> Texte à étudier:
======

Personne n’aura la naïveté de demander au prochain Bonaparte de se retirer devant l’ampleur de l’abstention. Encore que tous ceux qui dans les mouvements sociaux crieront de plus belle « On vient te chercher chez toi » auront eux, plus encore de légitimité à le faire jusque dans la cour de l’Elysée.
C’est cet encouragement aux luttes sociales que représentent les mots d’ordre « A bas les présidentielles », « Abstention active », « Boycott » qui commencent à apparaître comme l’expression des grévistes, des anti-passe sanitaire ou des manifestants contre la fermeture des lits dans l’hôpital de leur ville.
Nous ne sommes pas dans la transmission d’expérience ou » le passage de relais » à d’autres générations. Nous sommes déjà dans l’affrontement avec le pouvoir exécutif comme le sont les travailleurs américains du « Striktober » , les travailleurs et paysans indiens, chiliens, colombiens, algériens, soudanais, bélarusses etc.

======

> Données fournies:
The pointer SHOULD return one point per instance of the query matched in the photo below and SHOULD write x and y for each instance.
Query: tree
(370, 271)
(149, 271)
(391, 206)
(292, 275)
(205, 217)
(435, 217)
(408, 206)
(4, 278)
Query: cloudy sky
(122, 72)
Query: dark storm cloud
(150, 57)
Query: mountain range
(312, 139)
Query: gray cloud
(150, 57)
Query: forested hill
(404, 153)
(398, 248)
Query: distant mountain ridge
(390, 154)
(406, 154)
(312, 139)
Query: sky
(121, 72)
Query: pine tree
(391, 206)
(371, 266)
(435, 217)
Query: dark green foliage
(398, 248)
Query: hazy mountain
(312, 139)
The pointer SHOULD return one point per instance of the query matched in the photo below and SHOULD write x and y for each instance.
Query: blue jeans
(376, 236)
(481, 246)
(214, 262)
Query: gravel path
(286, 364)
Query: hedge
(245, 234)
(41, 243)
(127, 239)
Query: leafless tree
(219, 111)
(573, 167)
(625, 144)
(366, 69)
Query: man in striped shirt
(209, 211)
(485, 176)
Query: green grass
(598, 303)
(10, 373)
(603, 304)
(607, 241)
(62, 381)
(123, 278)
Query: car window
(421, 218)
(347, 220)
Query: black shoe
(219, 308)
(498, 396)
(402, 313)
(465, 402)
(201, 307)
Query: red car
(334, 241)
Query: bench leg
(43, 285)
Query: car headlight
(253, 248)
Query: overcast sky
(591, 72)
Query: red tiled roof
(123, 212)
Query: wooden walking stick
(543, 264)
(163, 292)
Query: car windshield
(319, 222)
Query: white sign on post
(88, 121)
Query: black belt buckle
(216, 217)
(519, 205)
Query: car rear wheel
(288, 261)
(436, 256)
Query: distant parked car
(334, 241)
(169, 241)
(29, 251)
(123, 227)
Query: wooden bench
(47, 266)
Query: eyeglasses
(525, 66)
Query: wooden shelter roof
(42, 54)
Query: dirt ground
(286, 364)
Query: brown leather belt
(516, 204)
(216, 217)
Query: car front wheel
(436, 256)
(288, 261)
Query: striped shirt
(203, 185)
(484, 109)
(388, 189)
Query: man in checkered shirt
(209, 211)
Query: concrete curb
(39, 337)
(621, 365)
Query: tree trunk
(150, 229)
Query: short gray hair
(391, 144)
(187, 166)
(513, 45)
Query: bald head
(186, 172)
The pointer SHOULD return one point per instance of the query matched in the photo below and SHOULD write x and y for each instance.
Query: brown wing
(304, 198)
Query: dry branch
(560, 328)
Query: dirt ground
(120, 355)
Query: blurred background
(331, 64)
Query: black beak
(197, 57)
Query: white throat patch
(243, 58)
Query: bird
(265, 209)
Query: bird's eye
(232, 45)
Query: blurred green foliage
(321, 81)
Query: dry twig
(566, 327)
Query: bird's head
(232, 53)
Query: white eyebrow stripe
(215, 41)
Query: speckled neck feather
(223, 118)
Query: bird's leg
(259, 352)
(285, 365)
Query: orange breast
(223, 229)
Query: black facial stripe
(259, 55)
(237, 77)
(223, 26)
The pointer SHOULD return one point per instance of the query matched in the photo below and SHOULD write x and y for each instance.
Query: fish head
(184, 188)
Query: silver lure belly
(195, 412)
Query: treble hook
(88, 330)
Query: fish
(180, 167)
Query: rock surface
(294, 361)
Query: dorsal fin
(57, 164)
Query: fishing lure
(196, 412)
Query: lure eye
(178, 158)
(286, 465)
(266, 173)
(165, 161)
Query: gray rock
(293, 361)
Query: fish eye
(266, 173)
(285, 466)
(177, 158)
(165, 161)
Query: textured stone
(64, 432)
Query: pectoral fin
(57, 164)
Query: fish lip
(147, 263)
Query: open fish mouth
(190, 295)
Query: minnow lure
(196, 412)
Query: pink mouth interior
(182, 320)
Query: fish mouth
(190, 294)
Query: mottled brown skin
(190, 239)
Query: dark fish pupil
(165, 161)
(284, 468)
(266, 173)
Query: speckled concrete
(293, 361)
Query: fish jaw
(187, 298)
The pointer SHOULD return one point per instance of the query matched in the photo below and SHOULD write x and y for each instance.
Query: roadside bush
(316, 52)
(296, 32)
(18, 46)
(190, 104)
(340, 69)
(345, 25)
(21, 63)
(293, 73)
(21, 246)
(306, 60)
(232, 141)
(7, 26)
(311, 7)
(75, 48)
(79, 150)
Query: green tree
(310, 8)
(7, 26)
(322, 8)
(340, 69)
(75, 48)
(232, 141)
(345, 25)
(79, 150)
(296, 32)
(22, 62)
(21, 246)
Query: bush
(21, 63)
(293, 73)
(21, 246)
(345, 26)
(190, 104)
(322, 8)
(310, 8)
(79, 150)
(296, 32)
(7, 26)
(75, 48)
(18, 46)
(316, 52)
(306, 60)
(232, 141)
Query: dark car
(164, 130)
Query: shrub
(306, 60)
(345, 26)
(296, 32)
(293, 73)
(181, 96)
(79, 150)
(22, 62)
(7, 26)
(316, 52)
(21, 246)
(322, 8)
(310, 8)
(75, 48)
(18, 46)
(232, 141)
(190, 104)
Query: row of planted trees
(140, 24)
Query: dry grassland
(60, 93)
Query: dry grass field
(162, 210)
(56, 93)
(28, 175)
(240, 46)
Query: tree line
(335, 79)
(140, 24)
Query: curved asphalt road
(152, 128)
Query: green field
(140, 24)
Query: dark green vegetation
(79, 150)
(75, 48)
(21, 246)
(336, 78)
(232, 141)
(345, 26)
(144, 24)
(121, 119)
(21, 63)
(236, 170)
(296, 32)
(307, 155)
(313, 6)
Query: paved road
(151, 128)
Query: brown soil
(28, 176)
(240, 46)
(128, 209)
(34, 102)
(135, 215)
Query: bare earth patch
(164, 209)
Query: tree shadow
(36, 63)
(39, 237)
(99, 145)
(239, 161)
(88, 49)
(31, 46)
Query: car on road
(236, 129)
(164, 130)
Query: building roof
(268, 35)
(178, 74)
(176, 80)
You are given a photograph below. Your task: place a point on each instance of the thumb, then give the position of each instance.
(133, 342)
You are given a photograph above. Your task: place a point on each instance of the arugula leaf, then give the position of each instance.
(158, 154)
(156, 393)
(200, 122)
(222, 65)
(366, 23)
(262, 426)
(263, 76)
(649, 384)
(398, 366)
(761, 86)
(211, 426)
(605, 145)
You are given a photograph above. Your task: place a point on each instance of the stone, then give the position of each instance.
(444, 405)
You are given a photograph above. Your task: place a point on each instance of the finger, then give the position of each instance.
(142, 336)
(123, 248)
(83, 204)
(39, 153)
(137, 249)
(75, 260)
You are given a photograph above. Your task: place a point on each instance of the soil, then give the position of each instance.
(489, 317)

======

> Consigne:
Recopiez fidèlement le passage du texte sur l’abstention, de « C’est cet encouragement » à « de leur ville. ».

> Réponse attendue:
C’est cet encouragement aux luttes sociales que représentent les mots d’ordre « A bas les présidentielles », « Abstention active », « Boycott » qui commencent à apparaître comme l’expression des grévistes, des anti-passe sanitaire ou des manifestants contre la fermeture des lits dans l’hôpital de leur ville.